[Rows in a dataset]
-- -- --

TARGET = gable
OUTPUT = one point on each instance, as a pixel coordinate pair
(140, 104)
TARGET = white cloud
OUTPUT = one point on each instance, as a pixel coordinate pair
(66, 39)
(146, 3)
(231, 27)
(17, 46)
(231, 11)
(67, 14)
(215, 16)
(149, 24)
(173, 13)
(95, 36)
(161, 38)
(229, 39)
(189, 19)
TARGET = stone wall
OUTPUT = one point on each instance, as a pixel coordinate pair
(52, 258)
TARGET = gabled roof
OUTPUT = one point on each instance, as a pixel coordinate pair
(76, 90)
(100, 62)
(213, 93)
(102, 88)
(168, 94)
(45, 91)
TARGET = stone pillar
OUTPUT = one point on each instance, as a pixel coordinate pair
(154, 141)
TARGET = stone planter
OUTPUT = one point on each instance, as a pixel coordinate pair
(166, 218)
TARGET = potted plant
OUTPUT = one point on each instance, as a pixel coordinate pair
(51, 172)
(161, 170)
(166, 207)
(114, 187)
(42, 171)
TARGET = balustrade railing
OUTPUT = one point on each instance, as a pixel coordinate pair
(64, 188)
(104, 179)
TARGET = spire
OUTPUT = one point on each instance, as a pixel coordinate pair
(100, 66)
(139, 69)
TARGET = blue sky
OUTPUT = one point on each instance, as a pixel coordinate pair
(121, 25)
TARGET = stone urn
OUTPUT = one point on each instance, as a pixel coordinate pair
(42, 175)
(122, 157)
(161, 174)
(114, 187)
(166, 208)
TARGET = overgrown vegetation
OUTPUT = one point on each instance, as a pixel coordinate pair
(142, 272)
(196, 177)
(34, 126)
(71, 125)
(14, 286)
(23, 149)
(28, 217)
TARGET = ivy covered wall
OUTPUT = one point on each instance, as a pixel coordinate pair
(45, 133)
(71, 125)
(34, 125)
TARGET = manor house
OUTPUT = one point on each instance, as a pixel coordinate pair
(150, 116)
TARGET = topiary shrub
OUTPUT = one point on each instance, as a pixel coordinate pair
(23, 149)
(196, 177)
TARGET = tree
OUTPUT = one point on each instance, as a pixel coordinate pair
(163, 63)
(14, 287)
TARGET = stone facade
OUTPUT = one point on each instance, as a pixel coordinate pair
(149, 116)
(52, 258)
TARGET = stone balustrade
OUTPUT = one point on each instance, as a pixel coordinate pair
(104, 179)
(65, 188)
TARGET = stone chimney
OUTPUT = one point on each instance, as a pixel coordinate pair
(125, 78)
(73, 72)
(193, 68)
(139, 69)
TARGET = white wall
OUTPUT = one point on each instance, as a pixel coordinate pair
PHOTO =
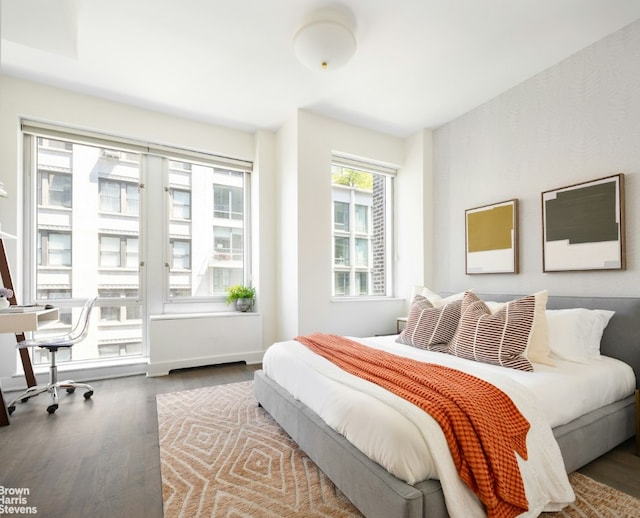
(291, 216)
(579, 120)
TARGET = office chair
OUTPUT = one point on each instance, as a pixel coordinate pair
(52, 344)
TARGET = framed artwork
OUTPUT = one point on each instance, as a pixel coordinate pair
(583, 226)
(492, 238)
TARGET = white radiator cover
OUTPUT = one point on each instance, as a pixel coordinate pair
(193, 340)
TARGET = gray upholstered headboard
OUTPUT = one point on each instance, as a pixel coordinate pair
(621, 338)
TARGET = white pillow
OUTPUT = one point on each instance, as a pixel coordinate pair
(575, 334)
(435, 299)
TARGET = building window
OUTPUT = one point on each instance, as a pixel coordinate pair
(54, 248)
(228, 200)
(362, 194)
(92, 246)
(118, 197)
(180, 254)
(180, 204)
(118, 252)
(54, 189)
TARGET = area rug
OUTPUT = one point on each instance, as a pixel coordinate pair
(224, 456)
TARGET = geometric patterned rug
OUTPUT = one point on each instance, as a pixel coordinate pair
(224, 456)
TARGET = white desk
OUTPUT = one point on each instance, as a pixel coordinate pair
(19, 323)
(11, 322)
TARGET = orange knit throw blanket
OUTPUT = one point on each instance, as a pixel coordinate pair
(480, 422)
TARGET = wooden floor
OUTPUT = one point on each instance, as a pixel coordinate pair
(100, 457)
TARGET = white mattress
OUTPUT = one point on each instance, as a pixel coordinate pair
(556, 396)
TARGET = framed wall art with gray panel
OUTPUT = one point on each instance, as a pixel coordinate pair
(583, 226)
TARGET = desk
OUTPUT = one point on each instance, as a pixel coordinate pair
(19, 323)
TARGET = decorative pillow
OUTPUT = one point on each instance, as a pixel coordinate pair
(436, 299)
(575, 334)
(499, 338)
(429, 327)
(538, 350)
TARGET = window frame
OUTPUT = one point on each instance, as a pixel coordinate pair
(354, 233)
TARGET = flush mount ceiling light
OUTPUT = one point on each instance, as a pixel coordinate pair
(326, 42)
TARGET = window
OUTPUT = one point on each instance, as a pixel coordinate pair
(54, 248)
(180, 204)
(86, 233)
(118, 197)
(363, 194)
(118, 252)
(220, 250)
(180, 254)
(86, 198)
(54, 189)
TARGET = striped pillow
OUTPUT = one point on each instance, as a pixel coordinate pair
(429, 327)
(500, 338)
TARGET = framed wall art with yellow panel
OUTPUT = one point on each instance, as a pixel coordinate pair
(492, 238)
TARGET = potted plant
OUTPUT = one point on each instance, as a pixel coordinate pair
(241, 296)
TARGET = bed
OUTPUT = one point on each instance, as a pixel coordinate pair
(379, 493)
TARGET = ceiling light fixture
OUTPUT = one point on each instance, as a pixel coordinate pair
(326, 42)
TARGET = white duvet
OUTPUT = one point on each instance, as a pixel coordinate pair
(409, 443)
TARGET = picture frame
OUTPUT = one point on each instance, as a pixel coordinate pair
(491, 238)
(583, 226)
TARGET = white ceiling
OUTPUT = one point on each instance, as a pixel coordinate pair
(418, 63)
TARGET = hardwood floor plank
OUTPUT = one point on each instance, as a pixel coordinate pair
(101, 457)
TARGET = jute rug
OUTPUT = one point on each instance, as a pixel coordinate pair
(223, 456)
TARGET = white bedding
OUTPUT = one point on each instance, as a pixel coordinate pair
(411, 445)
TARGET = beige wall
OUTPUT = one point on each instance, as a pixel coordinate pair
(579, 120)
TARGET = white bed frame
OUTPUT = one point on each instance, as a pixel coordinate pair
(378, 494)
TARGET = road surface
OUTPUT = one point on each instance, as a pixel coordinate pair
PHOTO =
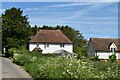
(10, 70)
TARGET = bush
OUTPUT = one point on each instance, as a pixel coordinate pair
(95, 58)
(11, 52)
(54, 66)
(112, 58)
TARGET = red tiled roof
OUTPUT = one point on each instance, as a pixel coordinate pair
(50, 36)
(102, 44)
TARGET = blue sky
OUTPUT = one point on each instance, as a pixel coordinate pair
(93, 19)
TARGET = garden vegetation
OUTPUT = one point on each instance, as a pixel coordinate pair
(56, 66)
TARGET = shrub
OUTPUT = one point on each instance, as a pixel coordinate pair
(95, 58)
(112, 58)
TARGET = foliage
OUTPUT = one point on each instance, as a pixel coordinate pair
(15, 28)
(112, 57)
(53, 66)
(95, 58)
(11, 52)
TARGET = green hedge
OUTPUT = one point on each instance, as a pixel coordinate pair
(54, 66)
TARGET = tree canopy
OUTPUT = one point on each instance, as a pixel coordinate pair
(16, 31)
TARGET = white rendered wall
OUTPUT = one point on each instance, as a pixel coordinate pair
(52, 47)
(105, 55)
(90, 51)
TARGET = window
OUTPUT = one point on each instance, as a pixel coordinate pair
(61, 45)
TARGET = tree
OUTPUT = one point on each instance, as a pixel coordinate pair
(15, 28)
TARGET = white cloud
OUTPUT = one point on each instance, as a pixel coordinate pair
(93, 7)
(69, 5)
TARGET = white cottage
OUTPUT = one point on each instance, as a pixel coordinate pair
(104, 47)
(49, 41)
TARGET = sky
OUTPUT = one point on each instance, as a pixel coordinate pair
(93, 19)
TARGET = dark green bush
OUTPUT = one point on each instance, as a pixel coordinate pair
(95, 58)
(112, 58)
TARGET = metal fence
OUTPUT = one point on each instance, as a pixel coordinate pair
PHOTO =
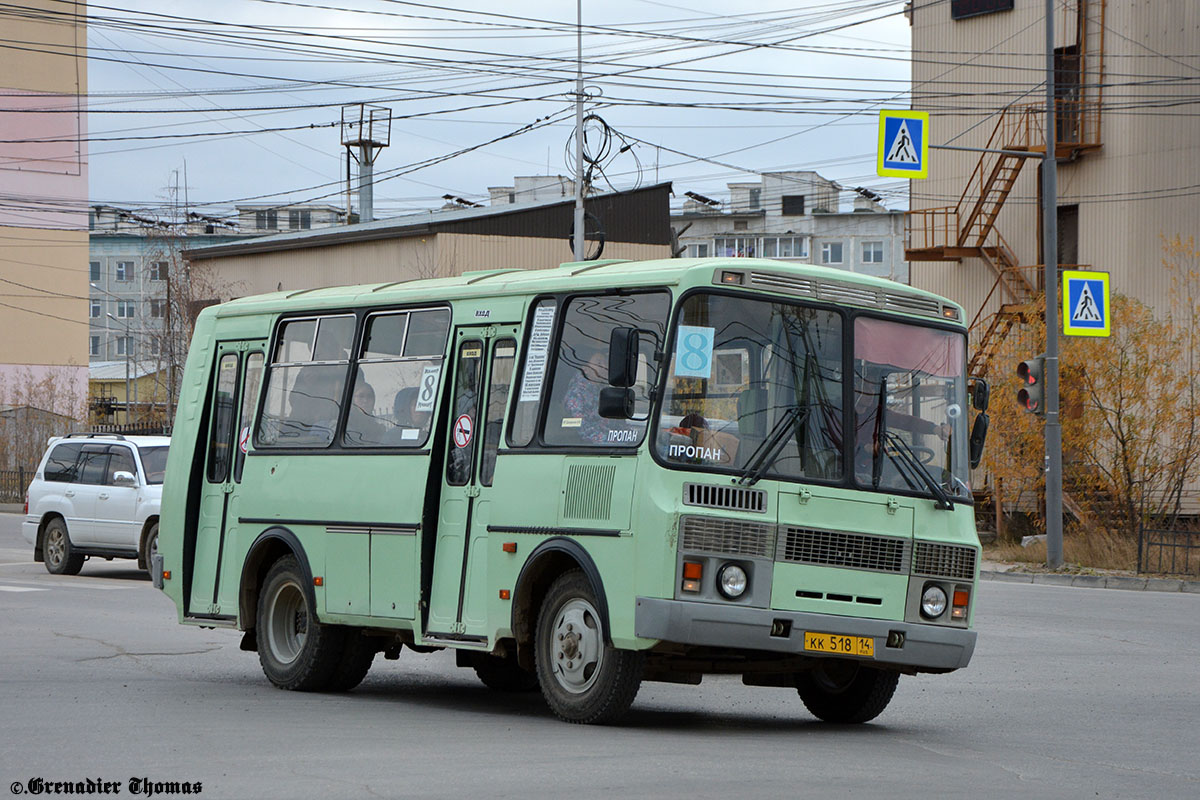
(13, 483)
(1170, 552)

-- -- --

* [Set exercise]
Reproduce the rows from the line containing "TARGET = dark green bush" through the last row, inclusive, replacing "one point" with "a single point" and changing nothing else. Omit the pictures.

* [Task output]
TARGET = dark green bush
OUTPUT = a single point on each instance, as a pixel coordinate pair
(95, 58)
(112, 58)
TARGET = metal fence
OUTPUT = a single point on each instance, as a pixel coordinate pair
PHOTO =
(13, 483)
(1170, 552)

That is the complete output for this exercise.